_What the exercise asks_
Gather every line in the records below that contains the word "toaster", and copy each one. Case counts.

_Records for this task_

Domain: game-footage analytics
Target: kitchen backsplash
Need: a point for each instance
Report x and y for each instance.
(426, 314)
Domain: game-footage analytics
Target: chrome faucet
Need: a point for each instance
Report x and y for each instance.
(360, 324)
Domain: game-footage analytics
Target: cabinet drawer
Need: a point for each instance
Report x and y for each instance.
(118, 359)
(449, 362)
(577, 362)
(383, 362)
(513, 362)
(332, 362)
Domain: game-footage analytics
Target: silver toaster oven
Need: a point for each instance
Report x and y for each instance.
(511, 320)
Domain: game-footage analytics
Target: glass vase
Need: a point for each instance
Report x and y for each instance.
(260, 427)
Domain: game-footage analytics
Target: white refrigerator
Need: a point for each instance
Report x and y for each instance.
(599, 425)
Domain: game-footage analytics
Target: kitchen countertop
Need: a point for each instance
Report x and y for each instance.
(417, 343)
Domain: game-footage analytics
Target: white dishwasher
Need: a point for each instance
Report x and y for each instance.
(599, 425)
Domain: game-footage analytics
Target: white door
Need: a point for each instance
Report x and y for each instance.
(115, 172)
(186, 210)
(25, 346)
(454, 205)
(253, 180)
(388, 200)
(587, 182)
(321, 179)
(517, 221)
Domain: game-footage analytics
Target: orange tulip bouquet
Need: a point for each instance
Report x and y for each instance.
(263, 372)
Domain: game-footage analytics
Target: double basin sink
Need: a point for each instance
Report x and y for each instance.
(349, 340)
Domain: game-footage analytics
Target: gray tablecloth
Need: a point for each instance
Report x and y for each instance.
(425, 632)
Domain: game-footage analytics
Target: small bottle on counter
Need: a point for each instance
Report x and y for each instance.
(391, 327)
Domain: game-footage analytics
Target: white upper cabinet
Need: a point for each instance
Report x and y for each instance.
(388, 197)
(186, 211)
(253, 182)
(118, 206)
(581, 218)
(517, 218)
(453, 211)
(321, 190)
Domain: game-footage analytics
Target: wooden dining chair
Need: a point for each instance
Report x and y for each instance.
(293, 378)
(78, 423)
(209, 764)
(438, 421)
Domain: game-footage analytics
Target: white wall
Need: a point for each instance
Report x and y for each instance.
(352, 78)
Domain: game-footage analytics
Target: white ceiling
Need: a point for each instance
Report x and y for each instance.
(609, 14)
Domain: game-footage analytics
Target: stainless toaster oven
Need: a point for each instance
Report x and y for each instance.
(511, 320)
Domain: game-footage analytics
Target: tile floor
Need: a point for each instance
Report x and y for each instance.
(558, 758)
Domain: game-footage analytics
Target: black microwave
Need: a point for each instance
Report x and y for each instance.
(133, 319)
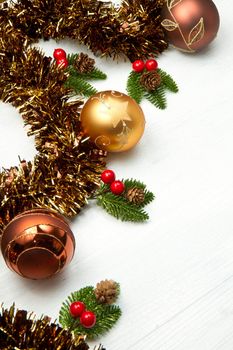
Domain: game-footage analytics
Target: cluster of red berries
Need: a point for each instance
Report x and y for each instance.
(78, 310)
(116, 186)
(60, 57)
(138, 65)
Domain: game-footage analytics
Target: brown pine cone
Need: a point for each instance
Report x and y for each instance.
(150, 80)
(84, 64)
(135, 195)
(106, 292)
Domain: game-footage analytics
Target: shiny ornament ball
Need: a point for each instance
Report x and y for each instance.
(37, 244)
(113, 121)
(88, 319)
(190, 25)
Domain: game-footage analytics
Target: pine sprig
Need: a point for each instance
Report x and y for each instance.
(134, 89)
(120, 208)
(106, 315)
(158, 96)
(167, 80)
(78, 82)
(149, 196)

* * *

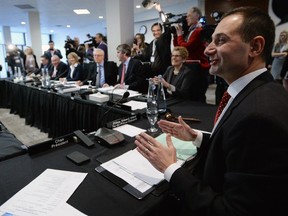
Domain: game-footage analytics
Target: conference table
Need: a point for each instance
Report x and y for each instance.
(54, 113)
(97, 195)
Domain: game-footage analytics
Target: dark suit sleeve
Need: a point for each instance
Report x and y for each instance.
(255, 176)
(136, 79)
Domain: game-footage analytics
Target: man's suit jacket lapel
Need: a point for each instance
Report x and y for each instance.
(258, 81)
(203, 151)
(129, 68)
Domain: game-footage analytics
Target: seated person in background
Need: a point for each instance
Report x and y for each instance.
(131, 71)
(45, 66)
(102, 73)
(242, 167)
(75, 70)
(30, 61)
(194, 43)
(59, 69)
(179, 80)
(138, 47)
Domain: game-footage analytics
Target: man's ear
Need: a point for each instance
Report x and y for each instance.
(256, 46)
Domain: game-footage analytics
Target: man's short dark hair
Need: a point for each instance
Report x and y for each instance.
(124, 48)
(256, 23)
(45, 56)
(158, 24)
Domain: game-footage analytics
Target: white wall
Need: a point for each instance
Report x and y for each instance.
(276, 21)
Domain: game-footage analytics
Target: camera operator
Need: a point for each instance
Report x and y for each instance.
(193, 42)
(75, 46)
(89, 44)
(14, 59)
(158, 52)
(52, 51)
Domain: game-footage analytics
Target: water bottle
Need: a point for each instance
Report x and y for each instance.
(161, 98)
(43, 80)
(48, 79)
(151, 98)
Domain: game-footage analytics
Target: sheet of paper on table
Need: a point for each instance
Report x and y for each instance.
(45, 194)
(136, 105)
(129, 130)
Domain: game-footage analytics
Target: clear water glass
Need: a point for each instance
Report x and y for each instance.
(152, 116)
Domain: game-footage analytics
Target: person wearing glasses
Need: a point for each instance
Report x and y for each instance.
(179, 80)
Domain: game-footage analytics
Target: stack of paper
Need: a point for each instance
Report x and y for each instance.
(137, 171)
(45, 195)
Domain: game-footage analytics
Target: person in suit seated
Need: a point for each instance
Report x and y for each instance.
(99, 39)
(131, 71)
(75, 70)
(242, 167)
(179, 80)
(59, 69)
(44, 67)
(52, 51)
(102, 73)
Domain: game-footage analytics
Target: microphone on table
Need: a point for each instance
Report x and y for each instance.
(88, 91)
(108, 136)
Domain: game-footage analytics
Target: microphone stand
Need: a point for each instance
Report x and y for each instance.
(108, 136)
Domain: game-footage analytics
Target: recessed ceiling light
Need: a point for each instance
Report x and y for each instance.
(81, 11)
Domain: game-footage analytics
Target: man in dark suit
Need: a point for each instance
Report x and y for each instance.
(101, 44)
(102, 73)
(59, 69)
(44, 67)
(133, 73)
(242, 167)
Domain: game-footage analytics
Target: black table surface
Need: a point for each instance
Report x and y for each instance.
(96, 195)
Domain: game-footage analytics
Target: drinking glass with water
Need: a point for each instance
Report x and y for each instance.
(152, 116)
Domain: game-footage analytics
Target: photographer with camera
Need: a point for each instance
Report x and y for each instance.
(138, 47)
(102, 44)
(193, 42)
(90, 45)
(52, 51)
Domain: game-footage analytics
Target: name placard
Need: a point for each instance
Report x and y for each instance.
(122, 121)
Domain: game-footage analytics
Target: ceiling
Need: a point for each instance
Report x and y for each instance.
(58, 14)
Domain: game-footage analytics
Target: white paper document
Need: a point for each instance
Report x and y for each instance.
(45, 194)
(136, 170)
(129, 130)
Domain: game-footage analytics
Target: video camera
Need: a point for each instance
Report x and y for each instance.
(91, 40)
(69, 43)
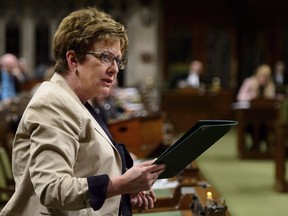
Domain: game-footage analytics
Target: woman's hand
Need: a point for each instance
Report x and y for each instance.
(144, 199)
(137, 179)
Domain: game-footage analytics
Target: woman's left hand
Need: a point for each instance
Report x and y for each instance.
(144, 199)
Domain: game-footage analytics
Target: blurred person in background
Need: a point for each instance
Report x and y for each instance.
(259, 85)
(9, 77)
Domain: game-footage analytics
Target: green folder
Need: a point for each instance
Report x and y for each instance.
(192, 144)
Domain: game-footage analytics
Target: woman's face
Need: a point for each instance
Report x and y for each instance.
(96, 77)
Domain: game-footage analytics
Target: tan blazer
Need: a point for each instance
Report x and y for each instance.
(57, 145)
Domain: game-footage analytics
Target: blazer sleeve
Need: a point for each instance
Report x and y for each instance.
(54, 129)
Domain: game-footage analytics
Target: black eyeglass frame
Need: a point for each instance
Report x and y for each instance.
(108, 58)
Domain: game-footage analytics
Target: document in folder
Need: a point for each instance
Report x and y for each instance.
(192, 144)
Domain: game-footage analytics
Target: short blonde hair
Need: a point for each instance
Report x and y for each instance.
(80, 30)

_Answer in full_
Target: silver toaster oven
Target: stainless toaster oven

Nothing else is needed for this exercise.